#### [DESCRIPCIÓN DE LA TAREA]
En el texto sobre el museo y su jardín de esculturas, ¿en qué se convierte la gran pileta central del Jardín de esculturas durante los meses de invierno?

#### [TEXTO PARA LEER]
==============================

Van Gogh, Gaugin y los otros
El móvil más grande del escultor Calder nos recibe en el gran hall de recepción. Rojo y titilante contrasta con su entorno blanco y los grandes ventanales que dejan ver el tercer espacio de este museo: el Jardín de esculturas. Durante los meses de invierno su gran pileta central, al congelarse, se convierte en pista de patinaje. Recorrerlo es un deleite; pasas por debajo de la gran “Araña” de la francesa Louise Bourgeois, por el costado del intimidante “Borrador de máquina de escribir, escala X” de Claes Oldenburg y Coosje van Bruggen. Roy Lichtenstein te recibe en su “Casa I” que resulta divertida para chicos y grandes.
Así olvidas al poco rato que te encuentras en la capital de esta gran nación. Este mágico lugar que te atrapa por el diseño y la magnitud de sus divertidas obras te lleva a pensar en otro museo y jardín de esculturas en la misma ciudad: el Hirshhorn. Es que Washington ha sido una de las ciudades en el mundo en implementar un conjunto de museos del más variado tenor bajo el gran paraguas del Instituto Smithsoniano.
Dos cuadros en el ala este captan nuestra mirada: los autorretratos de dos contemporáneos: Van Gogh y Gauguin. El segundo, fauvista por su tratamiento plano del color utilizando una policromía fuerte y poco convencional, se muestra displicente, rodeado de los símbolos de la tentación: la serpiente y la manzana, mientras un halo de santidad rodea su cabeza en clara alusión de su alejamiento de la todopoderosa Iglesia católica y sus centenarios preceptos. Su abandono del convencional mundo de la banca parisina, en su viaje a Polinesia, le va despojando de los viejos modales y sentires europeos.
Menos arrojado, más temeroso y depresivo, en uno de sus más conocidos autorretratos (1889), el expresionista holandés Vincent Van Gogh se exhibe como pintor asiendo paleta y pinceles, el vestuario azul se confunde con el agitado entorno construido por nerviosos brochazos del mismo tono, opresivos, creando un personaje meditabundo y encerrado en sí, que terminará sus días suicidándose.

==============================

#### [INFORMACIÓN PROPORCIONADA]
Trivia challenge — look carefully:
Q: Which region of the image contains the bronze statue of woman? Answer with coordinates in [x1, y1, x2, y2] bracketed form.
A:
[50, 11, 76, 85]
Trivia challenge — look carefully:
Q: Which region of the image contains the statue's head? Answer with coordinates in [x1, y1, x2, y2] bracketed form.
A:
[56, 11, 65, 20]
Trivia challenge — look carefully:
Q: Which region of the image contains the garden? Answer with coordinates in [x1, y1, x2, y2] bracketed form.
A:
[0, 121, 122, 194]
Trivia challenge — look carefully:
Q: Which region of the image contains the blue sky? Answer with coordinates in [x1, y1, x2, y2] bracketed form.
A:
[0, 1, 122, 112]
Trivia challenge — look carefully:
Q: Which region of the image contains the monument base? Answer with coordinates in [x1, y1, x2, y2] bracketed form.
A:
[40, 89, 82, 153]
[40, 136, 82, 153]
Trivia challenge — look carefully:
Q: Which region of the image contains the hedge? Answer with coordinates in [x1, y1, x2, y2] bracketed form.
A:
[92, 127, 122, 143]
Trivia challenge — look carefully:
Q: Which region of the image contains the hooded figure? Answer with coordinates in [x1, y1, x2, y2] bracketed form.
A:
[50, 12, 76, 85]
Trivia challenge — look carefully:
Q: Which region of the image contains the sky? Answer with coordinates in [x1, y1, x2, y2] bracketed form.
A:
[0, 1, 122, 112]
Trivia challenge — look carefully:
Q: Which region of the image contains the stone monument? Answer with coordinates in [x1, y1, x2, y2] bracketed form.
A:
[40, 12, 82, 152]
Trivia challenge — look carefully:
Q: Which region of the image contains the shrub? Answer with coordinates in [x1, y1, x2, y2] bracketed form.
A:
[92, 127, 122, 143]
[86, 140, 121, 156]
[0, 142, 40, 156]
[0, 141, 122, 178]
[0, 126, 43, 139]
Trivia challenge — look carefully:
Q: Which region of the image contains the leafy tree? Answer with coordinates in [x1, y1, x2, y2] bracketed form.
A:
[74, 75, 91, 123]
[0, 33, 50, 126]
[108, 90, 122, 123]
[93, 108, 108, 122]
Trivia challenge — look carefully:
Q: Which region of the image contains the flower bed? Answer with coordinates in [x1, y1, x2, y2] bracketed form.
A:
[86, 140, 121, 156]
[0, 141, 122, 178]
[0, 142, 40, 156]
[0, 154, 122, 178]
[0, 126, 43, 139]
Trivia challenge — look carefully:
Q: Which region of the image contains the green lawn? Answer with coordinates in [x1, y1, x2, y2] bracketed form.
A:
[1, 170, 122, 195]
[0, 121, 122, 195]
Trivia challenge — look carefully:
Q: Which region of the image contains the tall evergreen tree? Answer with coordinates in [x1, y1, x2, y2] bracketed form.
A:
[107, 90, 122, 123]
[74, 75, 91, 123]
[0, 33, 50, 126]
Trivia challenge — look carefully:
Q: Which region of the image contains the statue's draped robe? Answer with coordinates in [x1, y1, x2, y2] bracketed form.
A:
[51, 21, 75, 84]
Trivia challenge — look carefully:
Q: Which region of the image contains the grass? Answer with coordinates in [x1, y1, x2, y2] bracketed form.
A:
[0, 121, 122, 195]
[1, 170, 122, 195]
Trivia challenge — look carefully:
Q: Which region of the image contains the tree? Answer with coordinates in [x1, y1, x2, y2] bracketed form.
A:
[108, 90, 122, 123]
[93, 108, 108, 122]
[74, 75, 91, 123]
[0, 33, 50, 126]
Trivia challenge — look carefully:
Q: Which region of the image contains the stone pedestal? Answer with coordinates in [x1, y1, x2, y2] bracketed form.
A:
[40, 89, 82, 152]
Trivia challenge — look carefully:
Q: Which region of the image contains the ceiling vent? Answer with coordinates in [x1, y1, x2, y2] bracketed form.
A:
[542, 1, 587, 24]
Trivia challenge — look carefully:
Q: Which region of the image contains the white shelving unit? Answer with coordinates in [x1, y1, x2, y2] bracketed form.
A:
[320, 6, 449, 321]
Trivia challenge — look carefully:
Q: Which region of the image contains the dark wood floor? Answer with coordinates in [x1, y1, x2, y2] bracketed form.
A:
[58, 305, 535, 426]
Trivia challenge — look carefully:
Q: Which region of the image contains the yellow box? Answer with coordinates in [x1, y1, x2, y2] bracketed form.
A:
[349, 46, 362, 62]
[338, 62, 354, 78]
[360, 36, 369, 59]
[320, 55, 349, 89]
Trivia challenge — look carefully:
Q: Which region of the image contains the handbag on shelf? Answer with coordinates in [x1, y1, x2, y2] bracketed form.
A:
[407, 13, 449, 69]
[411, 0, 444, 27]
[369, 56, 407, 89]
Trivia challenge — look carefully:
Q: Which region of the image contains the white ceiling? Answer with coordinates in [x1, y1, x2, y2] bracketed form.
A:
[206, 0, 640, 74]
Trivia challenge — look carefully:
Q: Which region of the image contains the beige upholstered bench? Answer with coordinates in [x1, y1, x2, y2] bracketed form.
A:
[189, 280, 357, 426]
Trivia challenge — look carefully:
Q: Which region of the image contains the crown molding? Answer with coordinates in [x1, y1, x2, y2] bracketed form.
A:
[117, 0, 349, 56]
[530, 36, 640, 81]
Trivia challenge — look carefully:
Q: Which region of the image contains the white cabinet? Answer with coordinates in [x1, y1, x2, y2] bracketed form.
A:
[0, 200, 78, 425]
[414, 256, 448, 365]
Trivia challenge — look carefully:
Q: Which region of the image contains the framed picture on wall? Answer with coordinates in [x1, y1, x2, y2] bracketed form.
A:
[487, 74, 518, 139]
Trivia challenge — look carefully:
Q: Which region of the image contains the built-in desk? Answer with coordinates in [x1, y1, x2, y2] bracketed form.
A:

==============================

#### [RESULTADO]
Al congelarse, se convierte en una pista de patinaje.